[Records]
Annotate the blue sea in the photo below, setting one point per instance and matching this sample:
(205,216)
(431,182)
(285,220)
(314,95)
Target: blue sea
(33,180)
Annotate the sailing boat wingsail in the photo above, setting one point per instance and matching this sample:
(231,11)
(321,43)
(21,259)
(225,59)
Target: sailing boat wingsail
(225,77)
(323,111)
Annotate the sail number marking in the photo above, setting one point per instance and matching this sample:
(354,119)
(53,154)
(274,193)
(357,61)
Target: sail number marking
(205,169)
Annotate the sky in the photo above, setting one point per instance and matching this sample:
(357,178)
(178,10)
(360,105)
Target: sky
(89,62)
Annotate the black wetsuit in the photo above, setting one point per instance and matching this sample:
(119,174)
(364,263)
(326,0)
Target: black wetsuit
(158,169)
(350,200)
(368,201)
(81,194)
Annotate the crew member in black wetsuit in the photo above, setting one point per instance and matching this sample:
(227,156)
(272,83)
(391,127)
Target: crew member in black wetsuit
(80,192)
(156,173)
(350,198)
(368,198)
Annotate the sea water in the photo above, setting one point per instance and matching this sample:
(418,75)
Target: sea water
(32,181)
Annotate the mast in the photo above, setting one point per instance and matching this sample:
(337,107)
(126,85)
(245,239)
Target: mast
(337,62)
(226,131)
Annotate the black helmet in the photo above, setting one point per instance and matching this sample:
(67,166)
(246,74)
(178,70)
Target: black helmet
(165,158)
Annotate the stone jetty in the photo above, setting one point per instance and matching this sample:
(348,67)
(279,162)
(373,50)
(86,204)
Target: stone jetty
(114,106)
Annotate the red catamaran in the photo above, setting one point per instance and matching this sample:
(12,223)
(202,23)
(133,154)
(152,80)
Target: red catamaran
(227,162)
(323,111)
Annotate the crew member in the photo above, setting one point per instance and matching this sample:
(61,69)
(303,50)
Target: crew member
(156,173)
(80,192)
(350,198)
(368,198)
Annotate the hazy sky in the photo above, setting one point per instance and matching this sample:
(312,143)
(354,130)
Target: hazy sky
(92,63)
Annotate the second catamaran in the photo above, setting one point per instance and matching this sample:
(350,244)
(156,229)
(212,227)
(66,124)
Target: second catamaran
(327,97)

---

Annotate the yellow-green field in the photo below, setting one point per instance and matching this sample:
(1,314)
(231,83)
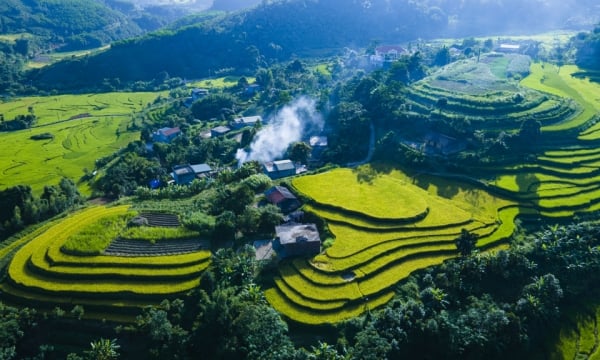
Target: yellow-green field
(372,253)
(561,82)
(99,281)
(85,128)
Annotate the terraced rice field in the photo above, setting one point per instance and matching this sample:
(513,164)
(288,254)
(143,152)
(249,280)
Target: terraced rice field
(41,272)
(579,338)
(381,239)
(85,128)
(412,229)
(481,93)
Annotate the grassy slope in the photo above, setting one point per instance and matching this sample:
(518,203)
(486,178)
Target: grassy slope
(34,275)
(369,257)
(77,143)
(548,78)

INSTRUCTIONS TO FOLLOW:
Count the lines of the data above that contain the word "catamaran", and give only the number.

RESULT OF THIS EXERCISE:
4